What you need to do:
Would it be possible to write out each entry below exactly, without the pictures?
-- Start Extracted information --
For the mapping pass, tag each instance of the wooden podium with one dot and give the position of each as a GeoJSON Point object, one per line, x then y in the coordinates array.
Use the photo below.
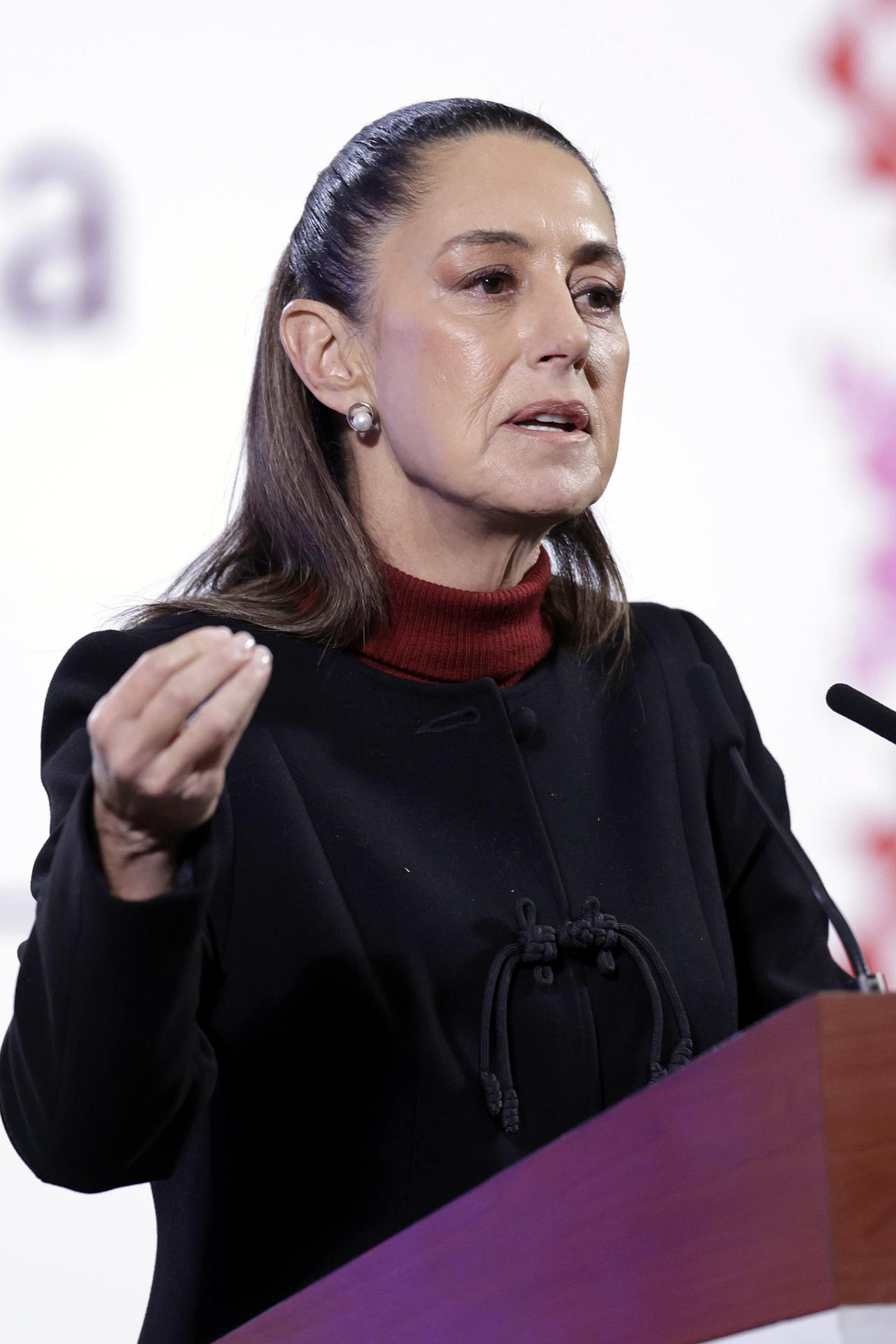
{"type": "Point", "coordinates": [757, 1184]}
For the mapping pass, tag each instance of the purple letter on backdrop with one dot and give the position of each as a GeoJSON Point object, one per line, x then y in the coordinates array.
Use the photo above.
{"type": "Point", "coordinates": [58, 277]}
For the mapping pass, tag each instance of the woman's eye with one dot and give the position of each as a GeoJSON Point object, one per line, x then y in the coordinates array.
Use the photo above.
{"type": "Point", "coordinates": [489, 277]}
{"type": "Point", "coordinates": [492, 286]}
{"type": "Point", "coordinates": [602, 298]}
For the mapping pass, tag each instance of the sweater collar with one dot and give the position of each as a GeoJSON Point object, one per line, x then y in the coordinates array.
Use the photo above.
{"type": "Point", "coordinates": [438, 634]}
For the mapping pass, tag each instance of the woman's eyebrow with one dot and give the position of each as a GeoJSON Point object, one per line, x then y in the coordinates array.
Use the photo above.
{"type": "Point", "coordinates": [580, 255]}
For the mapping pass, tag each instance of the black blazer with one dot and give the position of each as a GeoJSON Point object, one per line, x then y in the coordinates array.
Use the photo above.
{"type": "Point", "coordinates": [288, 1044]}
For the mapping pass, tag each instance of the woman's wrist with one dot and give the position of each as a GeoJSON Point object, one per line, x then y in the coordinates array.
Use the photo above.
{"type": "Point", "coordinates": [136, 866]}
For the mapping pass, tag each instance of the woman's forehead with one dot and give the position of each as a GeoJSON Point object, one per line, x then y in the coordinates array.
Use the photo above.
{"type": "Point", "coordinates": [501, 190]}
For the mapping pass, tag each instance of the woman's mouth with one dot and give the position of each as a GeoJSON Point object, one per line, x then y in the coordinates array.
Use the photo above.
{"type": "Point", "coordinates": [559, 432]}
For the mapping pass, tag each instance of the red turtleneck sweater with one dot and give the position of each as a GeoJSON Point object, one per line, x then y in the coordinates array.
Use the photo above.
{"type": "Point", "coordinates": [441, 634]}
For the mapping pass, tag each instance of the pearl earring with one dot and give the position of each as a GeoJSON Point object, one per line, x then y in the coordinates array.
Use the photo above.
{"type": "Point", "coordinates": [360, 417]}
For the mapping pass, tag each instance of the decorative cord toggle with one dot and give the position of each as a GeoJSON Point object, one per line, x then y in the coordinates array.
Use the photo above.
{"type": "Point", "coordinates": [539, 946]}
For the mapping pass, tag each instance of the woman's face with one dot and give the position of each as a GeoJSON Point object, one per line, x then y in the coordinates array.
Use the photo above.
{"type": "Point", "coordinates": [466, 332]}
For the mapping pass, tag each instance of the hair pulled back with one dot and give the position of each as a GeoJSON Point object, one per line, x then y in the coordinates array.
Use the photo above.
{"type": "Point", "coordinates": [295, 556]}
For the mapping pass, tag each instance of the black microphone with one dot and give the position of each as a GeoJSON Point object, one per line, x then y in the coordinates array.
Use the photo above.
{"type": "Point", "coordinates": [726, 736]}
{"type": "Point", "coordinates": [859, 707]}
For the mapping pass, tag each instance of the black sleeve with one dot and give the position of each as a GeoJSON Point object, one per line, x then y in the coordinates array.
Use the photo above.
{"type": "Point", "coordinates": [104, 1066]}
{"type": "Point", "coordinates": [778, 929]}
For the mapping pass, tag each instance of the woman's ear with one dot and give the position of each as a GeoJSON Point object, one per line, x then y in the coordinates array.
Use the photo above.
{"type": "Point", "coordinates": [324, 353]}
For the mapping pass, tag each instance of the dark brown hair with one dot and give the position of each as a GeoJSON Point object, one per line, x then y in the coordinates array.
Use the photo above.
{"type": "Point", "coordinates": [295, 556]}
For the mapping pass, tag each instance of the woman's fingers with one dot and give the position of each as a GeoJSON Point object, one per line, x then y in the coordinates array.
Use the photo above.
{"type": "Point", "coordinates": [128, 698]}
{"type": "Point", "coordinates": [174, 686]}
{"type": "Point", "coordinates": [211, 736]}
{"type": "Point", "coordinates": [186, 690]}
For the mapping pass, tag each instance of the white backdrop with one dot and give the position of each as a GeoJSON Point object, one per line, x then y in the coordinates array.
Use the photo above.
{"type": "Point", "coordinates": [152, 164]}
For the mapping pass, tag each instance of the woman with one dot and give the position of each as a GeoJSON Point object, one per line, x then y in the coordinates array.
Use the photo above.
{"type": "Point", "coordinates": [433, 858]}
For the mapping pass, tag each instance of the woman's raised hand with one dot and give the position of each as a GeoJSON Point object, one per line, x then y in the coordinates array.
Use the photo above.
{"type": "Point", "coordinates": [160, 741]}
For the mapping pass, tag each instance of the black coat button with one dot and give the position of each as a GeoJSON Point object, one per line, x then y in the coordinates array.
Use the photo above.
{"type": "Point", "coordinates": [524, 722]}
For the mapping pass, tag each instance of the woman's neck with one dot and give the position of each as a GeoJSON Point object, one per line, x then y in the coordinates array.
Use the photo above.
{"type": "Point", "coordinates": [445, 634]}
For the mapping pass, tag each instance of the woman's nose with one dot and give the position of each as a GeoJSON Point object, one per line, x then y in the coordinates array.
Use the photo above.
{"type": "Point", "coordinates": [556, 327]}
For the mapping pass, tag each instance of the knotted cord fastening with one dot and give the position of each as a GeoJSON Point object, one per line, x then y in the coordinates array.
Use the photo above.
{"type": "Point", "coordinates": [539, 945]}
-- End Extracted information --
Response for this exercise:
For the mapping pass, tag each instance of the wooden podium with one dot and give the position of each as a GeoJSON Point object, one per line, x then y in the coordinates array.
Use the photo below.
{"type": "Point", "coordinates": [757, 1184]}
For the mapping pass, tag each instance of the purple letter on backdrop with one dot and give the position of each as a GeoJSON Point object, one per line, x then y in the coordinates array.
Use the photo above.
{"type": "Point", "coordinates": [58, 277]}
For the mapping pass, tag each instance of the woman's eye with one dot and give the position of each as a GeoJSON Point object, one per line, x then y in the coordinates array.
Use the photo above.
{"type": "Point", "coordinates": [489, 277]}
{"type": "Point", "coordinates": [492, 286]}
{"type": "Point", "coordinates": [602, 298]}
For the mapping pass, tag each instance of the sweater collar with one dot and give the position of each as a GeoJSON Point object, one per line, x then y in the coordinates array.
Use the photo above.
{"type": "Point", "coordinates": [438, 634]}
For the mapping pass, tag each instance of the woman's eyebrow with one dot and give the position of each as a GeoJSON Point object, one per line, x then y in the coordinates array.
Use the photo above.
{"type": "Point", "coordinates": [580, 255]}
For the mapping pass, tag each instance of the black blazer with one dot and give the position of each as a GeoJSON Point object, one per line, x then y in the coordinates array.
Use the photo above.
{"type": "Point", "coordinates": [288, 1044]}
For the mapping pass, tag each instance of the woman's wrist with one dot and give the position of each as a GeoJSON Point object, one per line, x then y in the coordinates array.
Use the photo above.
{"type": "Point", "coordinates": [136, 866]}
For the mapping pass, tag each instance of the woman's forehead with one dot and give the position of each as a GeoJSON Point object, one per line, x then y in the coordinates array.
Use the photo above.
{"type": "Point", "coordinates": [501, 190]}
For the mapping pass, tag each instance of the woman's mouth with one dot and give the position of each as a GeoJSON Point object, one per line, x then y in the coordinates array.
Use the photo above.
{"type": "Point", "coordinates": [559, 432]}
For the mapping pass, tag each instance of the red turtleneck sweater with one dot and give the position of each as a GeoJSON Point object, one per line, x then y in the coordinates array.
Use the photo above.
{"type": "Point", "coordinates": [441, 634]}
For the mapping pass, tag each instance of the pearl earring with one dot and give the position of each as a GeoJSON Point object, one per line, x then y in the coordinates array.
Use the photo above.
{"type": "Point", "coordinates": [360, 417]}
For the mapping pass, tag each instance of the decorative cord toggle with one dot and give the position of each as a GeoJSON Point object, one per line, x then y in the coordinates array.
Use the photo above.
{"type": "Point", "coordinates": [539, 946]}
For the mapping pass, tag each instance of the woman's face with one dot and give the position of each as a GeoJSON Point object, one per line, x then y in the coordinates array.
Use the photo above.
{"type": "Point", "coordinates": [466, 332]}
For the mapping pass, tag each instance of the hair pulled back with one dot and give the position of each as a GeoJSON Point object, one per line, x then y in the coordinates array.
Use the photo above.
{"type": "Point", "coordinates": [295, 556]}
For the mapping pass, tag each instance of the black microphone with one dot and give the position of each as a GeoJSON Point object, one per line, x then y in the coordinates array.
Use the photo above.
{"type": "Point", "coordinates": [726, 736]}
{"type": "Point", "coordinates": [859, 707]}
For the mapping pass, tag each instance of the black sleeve with one dot and give the position of each as a GeoJSON Point object, one per line, x then y in the coordinates array.
Use the photo above.
{"type": "Point", "coordinates": [104, 1066]}
{"type": "Point", "coordinates": [778, 929]}
For the mapping pass, tag each instance of the woman's ear with one dot and give the position of each as a GeoJSON Point object, one per line, x then y in the coordinates array.
Use the photo above.
{"type": "Point", "coordinates": [324, 353]}
For the mapping pass, tag each instance of the dark brown hair with one dot and give the position of each as a GeoJSON Point object, one per line, x then y in the coordinates array.
Use the photo above.
{"type": "Point", "coordinates": [295, 556]}
For the mapping pass, tag each instance of the woman's fingers with one dot and give the position of each as a GeoJSON Point object, one per line, x then y in the coordinates array.
Use the photo above.
{"type": "Point", "coordinates": [128, 698]}
{"type": "Point", "coordinates": [174, 686]}
{"type": "Point", "coordinates": [211, 736]}
{"type": "Point", "coordinates": [186, 690]}
For the mapping pass, tag each instance of the white backdrop with one dot and give the position of each as a GeoJSON Point object, one per line, x then y in the coordinates array.
Use the photo above.
{"type": "Point", "coordinates": [152, 164]}
For the mapping pass, tag each instance of the woman with one dot and give the position of each as a GeoJSON Point object, one per line, x then y in the coordinates array.
Use the photo above.
{"type": "Point", "coordinates": [433, 858]}
For the mapping pass, tag each instance of the woman's raised hand with one dot and give the position of each as a GeoJSON Point object, one per line, x then y in the coordinates array.
Use the photo above.
{"type": "Point", "coordinates": [160, 741]}
For the mapping pass, tag each instance of the black coat button with one dot and give the position of each as a GeoJSON Point object, one per line, x then y in the coordinates array.
Use the photo above.
{"type": "Point", "coordinates": [524, 722]}
For the mapping pass, tag each instance of the woman's neck with one dot and give the position of each as a GeoJSON Point object, one per line, x then y in the coordinates array.
Use the photo above.
{"type": "Point", "coordinates": [445, 634]}
For the mapping pass, tag each instance of the woman's nose with one dot and give the position of each as a GeoJSON Point object, one per line, x then y in the coordinates array.
Use the photo above.
{"type": "Point", "coordinates": [556, 327]}
For the mapping pass, tag each instance of the knotted cord fastening with one dot and give the position of each as a GeoJSON Point object, one per line, x then y in the coordinates array.
Use the photo above.
{"type": "Point", "coordinates": [539, 945]}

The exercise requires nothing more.